Topic: Jun 6: Eigil Rischel's talk

Paolo Perrone (Jun 04 2020 at 19:11):

Hey all,
This is the discussion thread of Eigil Rischel's talk, "Introduction to Markov categories".
The talk, besides being on Zoom, is livestreamed here: https://youtu.be/zn7k15sq_TE

Paolo Perrone (Jun 04 2020 at 19:24):

Date and time: Saturday, 6 Jun, 13h UTC.

Paolo Perrone (Jun 06 2020 at 13:00):

(Just started)

Arthur Parzygnat (Jun 06 2020 at 13:59):

@Oliver Shetler (I have the correct Oliver, right?) mentioned this during the talk: "If a statistic is not sufficient, then your estimator depends on the parameter that you don’t know, so you get a “catch 22” where you need the parameter for your estimator to work. Sufficiency is just the condition for avoiding this." I'd like to know what this means exactly, which is why I want to keep it here for a record. In particular, what is an estimator?

Paolo Perrone (Jun 06 2020 at 14:01):

Does anyone know if there's a nice category generalizing Gauss, where one allows for more general exponential families?

Peter Arndt (Jun 06 2020 at 14:02):

@Eigil Rischel Nice talk, thanks!

=== Available data ===

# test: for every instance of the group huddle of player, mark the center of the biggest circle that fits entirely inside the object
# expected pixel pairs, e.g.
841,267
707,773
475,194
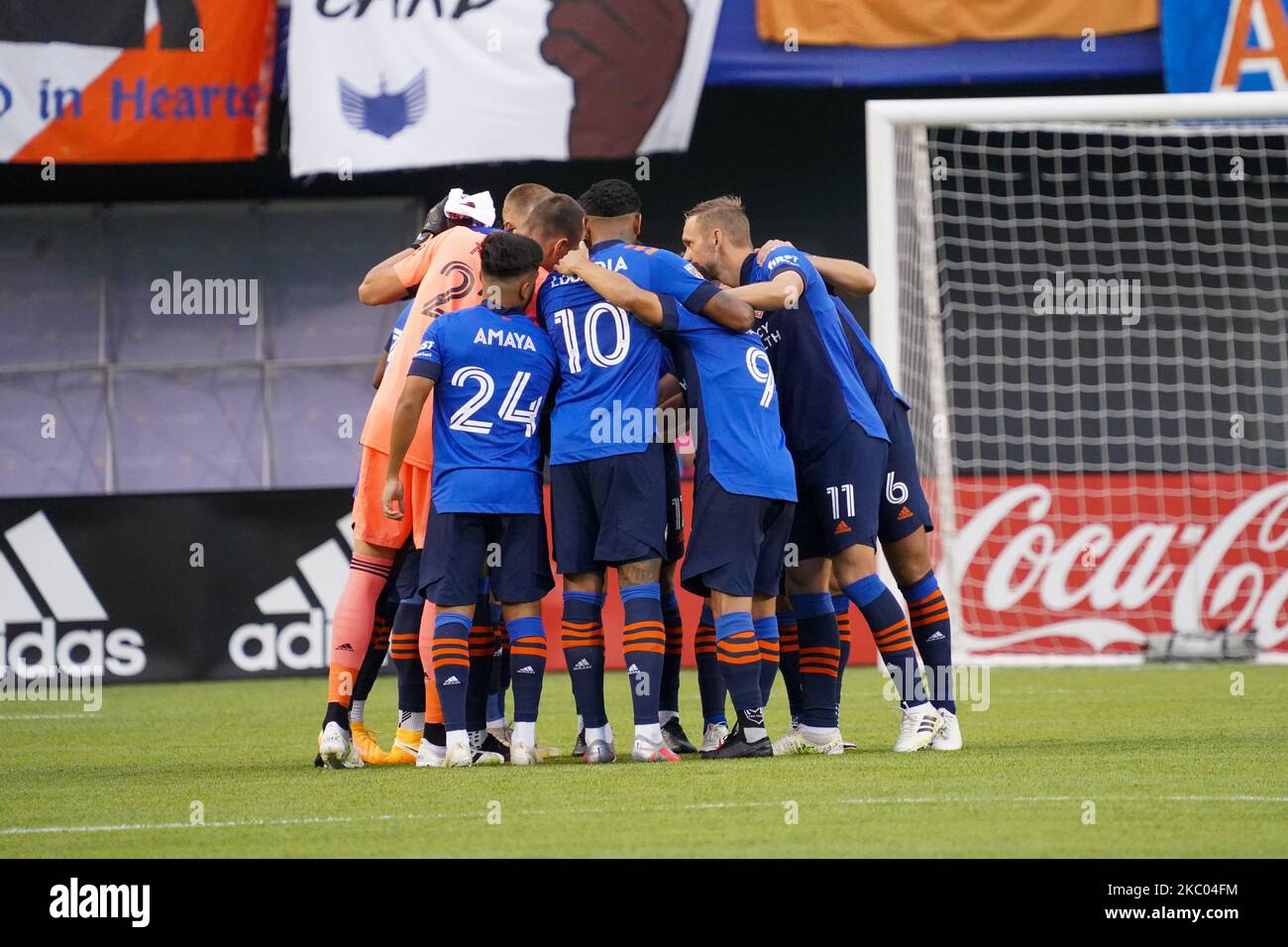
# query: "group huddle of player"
527,337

=== Written exercise A ===
Return each line of the records that contains the string "player", treating case as significant.
=== Written exercise B ===
Please continue the forum thread about the Markov categories talk from the point where it stops.

=== Task output A ===
# test: for every instance of the group huddle of player, mark the center of the biggest circle that fits entirely inside the object
# query: "group huddle of player"

=== Task output B ===
I have a question on your remark at the end, that it is hard to treat measures with density in a Markov category. You said that the problem is that the comultiplication produces Dirac measures, which have no density. Did you just mean that, because of this, you cannot define a Markov category of measurable spaces where _every_ measure has a density? Or are there more problems?

Tobias Fritz (Jun 06 2020 at 14:04):

Hi @Dario Stein! I'd be very interested in seeing the type theory or internal language of Markov categories that you mentioned, if you think that you could sketch it here? And how would you express the existence of conditionals? (Conditionals aren't part of the vanilla definition, but can be imposed as an additional axiom.) Can you have an inference rule for conditioning despite the issue of non-uniqueness of conditionals?

And how would you express additional axioms? I guess in terms of equality judgments? I have two other axioms called "positivity" and "causality" (although the latter may deserve a better name) which are logically in the form of Horn formulas. Would you translate axioms of this type into inference rules for equality judgments in the obvious way?

Oliver Shetler (Jun 06 2020 at 14:22):

Arthur Parzygnat said:

Oliver Shetler (I have the correct Oliver, right?) mentioned this during the talk: "If a statistic is not sufficient, then your estimator depends on the parameter that you don’t know, so you get a “catch 22” where you need the parameter for your estimator to work. Sufficiency is just the condition for avoiding this." I'd like to know what this means exactly, which is why I want to keep it here for a record. In particular, what is an estimator?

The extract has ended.